**Given text**:

This figure show the relationships among the Core objects and with the Measurement Model. The Identification Model is also included for clarity. Solid links are direct relationships, while dashed links are indirect relationships (e.g. Taxons has many Vouchers through Individuals, and have many Individuals through identifications). The red solid lines link the Core objects with the Measurement model through polymorphic relationships. The dotted lines on the Measurement model just allow access to the measured core-object and to the models of link type traits.


Location Model

The Locations table stores data representing real world locations. They may be countries, cities, conservation units, or any spatial polygon, point or linestring on the surface of Earth. These objects are hierarchical and have a parent-child relationship implemented using the Nested Set Model for hierarchical data of the Laravel library Baum and facilite both validation and queries.

**Exercise instructions**:
1. In the location model text, reproduce the stretch from "The Locations table" through "validation and queries.", changing "countries" to "states".
2. According to the location model text, which library provides the Nested Set Model used for the parent-child relationship of locations?
These items have no connection to the location model text.

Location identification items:
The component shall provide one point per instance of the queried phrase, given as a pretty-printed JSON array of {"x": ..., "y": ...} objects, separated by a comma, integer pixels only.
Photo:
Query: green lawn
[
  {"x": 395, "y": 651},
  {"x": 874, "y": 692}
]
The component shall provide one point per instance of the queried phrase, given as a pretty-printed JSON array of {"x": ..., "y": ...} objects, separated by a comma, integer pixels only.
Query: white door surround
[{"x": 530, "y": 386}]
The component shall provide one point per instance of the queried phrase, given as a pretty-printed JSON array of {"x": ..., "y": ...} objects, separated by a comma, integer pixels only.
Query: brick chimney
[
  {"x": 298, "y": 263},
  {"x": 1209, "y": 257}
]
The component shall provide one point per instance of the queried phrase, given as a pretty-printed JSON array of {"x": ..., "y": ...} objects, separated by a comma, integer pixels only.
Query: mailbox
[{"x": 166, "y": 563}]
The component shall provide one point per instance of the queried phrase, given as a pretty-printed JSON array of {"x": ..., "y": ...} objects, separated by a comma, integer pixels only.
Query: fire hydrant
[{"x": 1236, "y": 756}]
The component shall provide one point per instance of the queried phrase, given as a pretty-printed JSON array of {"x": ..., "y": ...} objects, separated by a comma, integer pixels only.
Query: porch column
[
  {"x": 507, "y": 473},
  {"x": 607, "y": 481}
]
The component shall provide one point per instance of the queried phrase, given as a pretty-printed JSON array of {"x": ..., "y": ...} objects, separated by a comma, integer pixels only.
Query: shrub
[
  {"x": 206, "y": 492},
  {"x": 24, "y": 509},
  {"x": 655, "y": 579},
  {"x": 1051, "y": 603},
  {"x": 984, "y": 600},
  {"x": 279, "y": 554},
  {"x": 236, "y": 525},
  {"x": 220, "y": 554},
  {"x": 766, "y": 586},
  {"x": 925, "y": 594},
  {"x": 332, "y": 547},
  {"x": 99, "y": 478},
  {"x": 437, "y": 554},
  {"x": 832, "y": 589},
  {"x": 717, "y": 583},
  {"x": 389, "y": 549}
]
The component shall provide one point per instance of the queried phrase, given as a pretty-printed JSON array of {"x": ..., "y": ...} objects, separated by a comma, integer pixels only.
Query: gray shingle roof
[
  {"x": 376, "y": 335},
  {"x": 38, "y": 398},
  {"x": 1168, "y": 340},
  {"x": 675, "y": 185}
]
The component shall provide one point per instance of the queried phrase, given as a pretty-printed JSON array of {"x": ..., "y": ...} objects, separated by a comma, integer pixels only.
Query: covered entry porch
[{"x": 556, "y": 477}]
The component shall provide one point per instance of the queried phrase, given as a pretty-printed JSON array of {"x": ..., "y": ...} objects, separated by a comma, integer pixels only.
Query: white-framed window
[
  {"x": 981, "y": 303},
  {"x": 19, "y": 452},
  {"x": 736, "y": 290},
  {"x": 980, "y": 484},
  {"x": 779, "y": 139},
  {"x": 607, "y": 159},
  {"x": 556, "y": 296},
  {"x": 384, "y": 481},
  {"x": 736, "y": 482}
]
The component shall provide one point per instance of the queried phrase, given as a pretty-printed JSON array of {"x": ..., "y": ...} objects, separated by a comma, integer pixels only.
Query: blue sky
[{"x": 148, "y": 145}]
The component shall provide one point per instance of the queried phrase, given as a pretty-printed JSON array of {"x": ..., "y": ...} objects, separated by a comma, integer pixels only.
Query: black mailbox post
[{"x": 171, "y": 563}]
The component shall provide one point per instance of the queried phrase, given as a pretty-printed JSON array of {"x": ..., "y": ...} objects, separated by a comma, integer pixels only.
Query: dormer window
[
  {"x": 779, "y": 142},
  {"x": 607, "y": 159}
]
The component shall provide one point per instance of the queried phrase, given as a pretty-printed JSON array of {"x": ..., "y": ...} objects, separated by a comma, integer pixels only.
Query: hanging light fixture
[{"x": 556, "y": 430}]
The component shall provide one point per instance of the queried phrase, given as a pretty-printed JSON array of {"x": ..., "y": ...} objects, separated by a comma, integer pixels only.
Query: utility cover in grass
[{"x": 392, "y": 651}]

**Full solutions**:
1.
The Locations table stores data representing real world locations. They may be states, cities, conservation units, or any spatial polygon, point or linestring on the surface of Earth. These objects are hierarchical and have a parent-child relationship implemented using the Nested Set Model for hierarchical data of the Laravel library Baum and facilite both validation and queries.

2. The Laravel library Baum.